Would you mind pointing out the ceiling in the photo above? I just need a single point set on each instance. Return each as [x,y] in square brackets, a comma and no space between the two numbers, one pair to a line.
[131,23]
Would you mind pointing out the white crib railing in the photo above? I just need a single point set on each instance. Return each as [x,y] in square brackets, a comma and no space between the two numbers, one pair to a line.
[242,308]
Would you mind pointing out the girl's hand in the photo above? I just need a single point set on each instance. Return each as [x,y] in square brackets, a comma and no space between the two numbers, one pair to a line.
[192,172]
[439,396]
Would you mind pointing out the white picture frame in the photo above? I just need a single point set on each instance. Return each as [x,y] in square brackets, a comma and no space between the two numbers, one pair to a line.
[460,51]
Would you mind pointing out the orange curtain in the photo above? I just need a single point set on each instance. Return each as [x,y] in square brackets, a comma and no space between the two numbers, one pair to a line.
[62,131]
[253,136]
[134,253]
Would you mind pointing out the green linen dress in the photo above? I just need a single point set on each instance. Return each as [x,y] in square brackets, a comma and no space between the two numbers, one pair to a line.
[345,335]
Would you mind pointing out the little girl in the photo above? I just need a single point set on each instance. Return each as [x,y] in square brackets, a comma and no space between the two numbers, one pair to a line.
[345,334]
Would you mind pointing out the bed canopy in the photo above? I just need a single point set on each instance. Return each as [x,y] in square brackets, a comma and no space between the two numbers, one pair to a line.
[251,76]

——

Repeat exactly the lines above, starting with the line that contains "Would you mind pointing out the orange" and ending with the last line, both included, and nothing else.

Would you mind pointing out the orange curtain in the photo above? I just need a single point set on each instance. Return each as [x,y] in square brackets, a comma and no space between the two numbers, one pair to a line.
[62,131]
[253,136]
[134,253]
Would you mind pointing out the green linen dress in the photo above? I just need a single point set on each instance. Return each as [x,y] in square brackets, a comma and no space between the two numbers, one pair to a line.
[345,335]
Would you mind pointing out the little girl in the photo above? I just need a single point set on each instance. Return each as [x,y] in square brackets, a comma and no space between the two numbers, one pair to a line.
[345,334]
Would you mind pointing out the bed canopy in the photo above? I just need a single point set on each instance. Return each as [x,y] in square brackets, a comma and no space between the two numbers, one pair to a line.
[251,76]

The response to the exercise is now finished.